Brief:
With the line containing "TARGET: stone tower" as the start and the line containing "TARGET: roof" as the end, transcribe that span of the entries below exactly, including both.

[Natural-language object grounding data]

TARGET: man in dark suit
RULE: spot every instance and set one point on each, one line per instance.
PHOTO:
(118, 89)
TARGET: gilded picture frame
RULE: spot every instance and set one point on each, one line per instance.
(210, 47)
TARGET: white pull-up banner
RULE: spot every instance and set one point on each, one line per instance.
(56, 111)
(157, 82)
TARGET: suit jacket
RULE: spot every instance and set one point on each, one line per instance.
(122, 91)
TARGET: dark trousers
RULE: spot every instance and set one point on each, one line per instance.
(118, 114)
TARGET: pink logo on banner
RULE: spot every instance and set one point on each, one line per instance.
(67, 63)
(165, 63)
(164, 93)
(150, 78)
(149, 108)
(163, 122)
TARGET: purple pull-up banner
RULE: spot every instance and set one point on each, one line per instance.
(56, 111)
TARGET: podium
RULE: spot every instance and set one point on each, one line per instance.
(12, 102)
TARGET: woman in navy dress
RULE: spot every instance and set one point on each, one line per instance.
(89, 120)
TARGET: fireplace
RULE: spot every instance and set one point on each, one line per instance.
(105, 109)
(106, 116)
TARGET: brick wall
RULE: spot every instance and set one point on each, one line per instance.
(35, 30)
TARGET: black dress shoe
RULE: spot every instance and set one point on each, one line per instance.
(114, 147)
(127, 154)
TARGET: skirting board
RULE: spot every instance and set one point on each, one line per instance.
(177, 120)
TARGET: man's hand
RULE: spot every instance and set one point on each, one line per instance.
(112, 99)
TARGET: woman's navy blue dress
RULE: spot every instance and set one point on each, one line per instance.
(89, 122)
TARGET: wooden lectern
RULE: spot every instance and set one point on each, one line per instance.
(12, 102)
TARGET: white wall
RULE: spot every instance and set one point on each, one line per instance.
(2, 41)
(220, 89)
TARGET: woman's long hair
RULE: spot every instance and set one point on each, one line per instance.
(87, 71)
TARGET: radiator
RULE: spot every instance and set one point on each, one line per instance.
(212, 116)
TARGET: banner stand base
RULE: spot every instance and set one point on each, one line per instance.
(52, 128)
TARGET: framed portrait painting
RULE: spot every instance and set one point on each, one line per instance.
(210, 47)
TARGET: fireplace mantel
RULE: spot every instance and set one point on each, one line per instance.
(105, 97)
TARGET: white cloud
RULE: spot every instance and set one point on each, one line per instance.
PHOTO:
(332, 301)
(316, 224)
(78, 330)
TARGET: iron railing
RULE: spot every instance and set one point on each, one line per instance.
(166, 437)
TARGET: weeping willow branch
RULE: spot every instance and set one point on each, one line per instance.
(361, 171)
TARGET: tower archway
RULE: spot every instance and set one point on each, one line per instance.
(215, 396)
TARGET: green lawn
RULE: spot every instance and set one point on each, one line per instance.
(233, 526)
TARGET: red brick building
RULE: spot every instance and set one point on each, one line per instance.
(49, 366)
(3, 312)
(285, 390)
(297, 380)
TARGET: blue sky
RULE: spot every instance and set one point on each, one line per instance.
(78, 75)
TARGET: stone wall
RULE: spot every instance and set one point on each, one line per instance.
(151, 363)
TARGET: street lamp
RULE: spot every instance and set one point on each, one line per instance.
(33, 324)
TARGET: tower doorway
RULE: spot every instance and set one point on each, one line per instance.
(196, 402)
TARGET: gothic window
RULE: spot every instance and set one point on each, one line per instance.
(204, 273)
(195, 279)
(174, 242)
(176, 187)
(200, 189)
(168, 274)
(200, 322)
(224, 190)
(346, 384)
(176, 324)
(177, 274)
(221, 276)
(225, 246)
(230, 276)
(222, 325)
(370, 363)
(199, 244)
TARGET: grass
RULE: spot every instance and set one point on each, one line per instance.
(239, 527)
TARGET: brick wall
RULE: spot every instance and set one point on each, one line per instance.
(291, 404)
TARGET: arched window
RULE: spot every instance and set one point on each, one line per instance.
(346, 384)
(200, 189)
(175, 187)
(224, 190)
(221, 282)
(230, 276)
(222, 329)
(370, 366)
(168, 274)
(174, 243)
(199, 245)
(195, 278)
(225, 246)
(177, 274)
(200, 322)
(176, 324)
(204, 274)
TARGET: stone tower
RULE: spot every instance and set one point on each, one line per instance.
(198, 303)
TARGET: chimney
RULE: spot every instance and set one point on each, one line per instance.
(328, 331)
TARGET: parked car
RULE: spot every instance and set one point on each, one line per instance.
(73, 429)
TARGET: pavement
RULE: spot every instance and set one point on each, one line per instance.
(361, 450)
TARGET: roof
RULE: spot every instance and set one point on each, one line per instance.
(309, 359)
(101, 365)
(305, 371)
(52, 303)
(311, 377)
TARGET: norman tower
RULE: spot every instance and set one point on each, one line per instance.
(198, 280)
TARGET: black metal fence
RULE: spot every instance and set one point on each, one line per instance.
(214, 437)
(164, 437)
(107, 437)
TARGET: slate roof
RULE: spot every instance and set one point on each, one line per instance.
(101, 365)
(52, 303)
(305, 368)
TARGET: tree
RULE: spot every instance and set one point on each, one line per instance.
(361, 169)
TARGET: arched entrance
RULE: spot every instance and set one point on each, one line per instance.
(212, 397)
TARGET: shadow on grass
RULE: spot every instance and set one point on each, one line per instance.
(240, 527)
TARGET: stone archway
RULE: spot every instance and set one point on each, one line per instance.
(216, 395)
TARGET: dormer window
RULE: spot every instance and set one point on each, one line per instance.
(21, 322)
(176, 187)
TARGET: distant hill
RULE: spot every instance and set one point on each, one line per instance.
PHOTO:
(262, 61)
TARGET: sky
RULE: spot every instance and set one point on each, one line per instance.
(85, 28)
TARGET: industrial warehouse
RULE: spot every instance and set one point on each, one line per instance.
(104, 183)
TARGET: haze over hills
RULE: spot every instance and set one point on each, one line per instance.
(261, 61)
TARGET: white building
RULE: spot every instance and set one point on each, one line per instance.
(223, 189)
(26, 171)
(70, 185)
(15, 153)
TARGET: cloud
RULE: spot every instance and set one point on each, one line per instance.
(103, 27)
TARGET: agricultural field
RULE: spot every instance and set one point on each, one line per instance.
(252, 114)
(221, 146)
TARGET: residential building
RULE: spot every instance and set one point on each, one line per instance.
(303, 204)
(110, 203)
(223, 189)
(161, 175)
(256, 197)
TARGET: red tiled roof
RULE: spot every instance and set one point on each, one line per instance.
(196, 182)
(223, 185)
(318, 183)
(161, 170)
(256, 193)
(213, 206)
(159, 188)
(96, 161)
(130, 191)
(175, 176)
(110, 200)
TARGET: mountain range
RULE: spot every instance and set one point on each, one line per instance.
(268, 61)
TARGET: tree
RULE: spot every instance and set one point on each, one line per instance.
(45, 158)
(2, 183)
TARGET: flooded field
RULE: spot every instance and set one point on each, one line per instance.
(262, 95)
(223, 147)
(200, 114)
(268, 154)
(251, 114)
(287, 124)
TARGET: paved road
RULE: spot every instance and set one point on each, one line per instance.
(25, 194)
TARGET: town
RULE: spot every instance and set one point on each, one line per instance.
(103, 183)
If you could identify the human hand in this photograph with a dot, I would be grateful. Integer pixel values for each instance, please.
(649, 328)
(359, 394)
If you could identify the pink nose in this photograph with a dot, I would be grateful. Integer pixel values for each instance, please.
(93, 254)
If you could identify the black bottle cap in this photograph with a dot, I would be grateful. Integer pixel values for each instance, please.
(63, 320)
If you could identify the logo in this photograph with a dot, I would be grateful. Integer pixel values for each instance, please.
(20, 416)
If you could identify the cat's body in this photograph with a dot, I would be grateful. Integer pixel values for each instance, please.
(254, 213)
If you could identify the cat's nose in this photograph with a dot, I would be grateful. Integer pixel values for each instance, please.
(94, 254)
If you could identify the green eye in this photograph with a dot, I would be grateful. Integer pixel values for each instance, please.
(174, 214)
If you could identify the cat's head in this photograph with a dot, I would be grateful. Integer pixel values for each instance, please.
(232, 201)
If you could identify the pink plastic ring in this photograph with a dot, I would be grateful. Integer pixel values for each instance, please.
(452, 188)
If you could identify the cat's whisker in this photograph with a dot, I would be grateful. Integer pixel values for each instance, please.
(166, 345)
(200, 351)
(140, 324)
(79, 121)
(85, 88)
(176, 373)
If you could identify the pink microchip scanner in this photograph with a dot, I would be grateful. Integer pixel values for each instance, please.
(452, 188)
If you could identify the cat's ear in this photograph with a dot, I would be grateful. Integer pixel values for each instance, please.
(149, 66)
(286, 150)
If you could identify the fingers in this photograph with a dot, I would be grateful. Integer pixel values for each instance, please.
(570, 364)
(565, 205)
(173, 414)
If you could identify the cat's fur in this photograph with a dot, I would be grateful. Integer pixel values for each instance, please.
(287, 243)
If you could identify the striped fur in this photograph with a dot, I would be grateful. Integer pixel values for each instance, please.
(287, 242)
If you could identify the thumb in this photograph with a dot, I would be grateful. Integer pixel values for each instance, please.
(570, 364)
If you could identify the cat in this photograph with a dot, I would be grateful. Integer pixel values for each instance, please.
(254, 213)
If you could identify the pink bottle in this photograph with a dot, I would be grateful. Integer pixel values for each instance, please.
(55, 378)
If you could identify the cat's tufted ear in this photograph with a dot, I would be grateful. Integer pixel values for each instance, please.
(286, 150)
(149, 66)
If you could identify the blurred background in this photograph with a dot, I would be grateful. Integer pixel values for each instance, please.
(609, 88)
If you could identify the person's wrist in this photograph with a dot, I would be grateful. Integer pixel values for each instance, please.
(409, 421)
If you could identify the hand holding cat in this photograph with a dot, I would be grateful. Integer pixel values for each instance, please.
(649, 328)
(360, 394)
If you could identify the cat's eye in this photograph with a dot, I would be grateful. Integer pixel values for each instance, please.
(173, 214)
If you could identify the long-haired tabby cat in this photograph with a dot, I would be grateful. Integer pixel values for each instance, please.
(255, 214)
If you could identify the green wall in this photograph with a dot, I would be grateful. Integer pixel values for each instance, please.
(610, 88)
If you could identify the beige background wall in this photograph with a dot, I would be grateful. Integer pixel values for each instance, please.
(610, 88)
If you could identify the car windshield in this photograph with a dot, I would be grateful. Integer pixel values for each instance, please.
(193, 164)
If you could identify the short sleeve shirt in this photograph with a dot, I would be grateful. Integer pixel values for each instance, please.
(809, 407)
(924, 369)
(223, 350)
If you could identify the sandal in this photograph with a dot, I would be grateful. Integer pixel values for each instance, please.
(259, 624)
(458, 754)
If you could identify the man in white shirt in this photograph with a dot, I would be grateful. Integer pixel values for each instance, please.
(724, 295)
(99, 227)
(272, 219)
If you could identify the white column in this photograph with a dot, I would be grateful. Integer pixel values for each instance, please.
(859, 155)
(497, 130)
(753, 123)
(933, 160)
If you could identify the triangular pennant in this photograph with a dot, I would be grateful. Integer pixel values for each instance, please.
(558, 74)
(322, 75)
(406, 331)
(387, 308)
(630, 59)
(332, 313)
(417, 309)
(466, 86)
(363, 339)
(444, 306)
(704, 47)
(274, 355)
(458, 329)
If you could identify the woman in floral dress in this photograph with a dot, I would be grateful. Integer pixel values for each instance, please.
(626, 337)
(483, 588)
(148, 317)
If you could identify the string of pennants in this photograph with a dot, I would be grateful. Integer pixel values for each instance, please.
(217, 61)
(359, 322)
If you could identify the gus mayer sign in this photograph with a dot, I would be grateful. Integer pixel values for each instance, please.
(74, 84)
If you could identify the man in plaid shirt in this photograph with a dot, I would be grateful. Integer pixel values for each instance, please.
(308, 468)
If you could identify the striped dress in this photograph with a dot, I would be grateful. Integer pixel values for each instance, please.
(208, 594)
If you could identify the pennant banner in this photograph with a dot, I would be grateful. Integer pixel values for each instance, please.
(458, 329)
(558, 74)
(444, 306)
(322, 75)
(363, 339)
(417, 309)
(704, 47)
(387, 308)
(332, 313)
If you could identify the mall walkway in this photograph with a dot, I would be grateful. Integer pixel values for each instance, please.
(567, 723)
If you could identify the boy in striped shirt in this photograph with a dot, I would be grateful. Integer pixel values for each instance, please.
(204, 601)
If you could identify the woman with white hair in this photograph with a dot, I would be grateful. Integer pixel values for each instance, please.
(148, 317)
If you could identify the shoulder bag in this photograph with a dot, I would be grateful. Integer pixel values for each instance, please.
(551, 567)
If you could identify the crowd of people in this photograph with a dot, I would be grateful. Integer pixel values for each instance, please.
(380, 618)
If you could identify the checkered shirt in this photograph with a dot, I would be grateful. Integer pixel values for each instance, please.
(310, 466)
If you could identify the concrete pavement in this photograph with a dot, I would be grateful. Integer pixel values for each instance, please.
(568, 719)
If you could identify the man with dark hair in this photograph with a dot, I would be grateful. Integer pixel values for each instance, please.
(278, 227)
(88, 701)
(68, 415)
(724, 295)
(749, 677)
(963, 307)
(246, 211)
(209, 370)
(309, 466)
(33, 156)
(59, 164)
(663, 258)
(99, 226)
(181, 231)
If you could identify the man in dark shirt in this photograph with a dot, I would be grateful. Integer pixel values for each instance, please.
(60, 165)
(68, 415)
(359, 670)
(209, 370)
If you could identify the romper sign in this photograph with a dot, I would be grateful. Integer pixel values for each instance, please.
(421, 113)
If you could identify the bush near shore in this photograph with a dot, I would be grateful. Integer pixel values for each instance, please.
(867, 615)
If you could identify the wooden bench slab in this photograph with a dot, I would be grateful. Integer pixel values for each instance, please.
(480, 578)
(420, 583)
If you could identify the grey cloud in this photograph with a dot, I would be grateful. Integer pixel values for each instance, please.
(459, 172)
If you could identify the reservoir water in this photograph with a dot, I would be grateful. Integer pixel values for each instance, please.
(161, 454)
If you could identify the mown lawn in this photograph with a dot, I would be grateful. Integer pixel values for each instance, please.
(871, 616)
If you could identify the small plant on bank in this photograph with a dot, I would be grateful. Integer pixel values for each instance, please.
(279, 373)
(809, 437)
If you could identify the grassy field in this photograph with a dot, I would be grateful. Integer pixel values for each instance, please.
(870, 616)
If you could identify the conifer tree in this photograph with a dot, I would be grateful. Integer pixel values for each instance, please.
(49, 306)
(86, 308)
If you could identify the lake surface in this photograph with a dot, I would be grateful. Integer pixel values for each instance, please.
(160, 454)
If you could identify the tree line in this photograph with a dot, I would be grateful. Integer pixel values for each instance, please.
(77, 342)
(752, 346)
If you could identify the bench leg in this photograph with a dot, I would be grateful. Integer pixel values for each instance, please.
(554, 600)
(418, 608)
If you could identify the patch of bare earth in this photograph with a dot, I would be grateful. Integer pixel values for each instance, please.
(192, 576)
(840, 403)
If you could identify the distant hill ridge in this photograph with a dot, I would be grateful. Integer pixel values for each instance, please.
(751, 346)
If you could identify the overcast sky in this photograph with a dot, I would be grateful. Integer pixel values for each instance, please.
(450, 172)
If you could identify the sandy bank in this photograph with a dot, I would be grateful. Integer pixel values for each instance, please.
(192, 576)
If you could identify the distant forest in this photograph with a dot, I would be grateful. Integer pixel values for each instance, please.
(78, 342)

Written answer:
TARGET: stone tower
RULE: spot every instance and set one point on each, one line per instance.
(198, 303)
TARGET: chimney
RULE: spot every instance and set one point on each, one line per instance.
(328, 331)
TARGET: parked car
RULE: spot every instance and set one point on each, one line per instance.
(73, 429)
TARGET: pavement
RULE: spot every instance and set one point on each, one line per instance.
(361, 450)
TARGET: roof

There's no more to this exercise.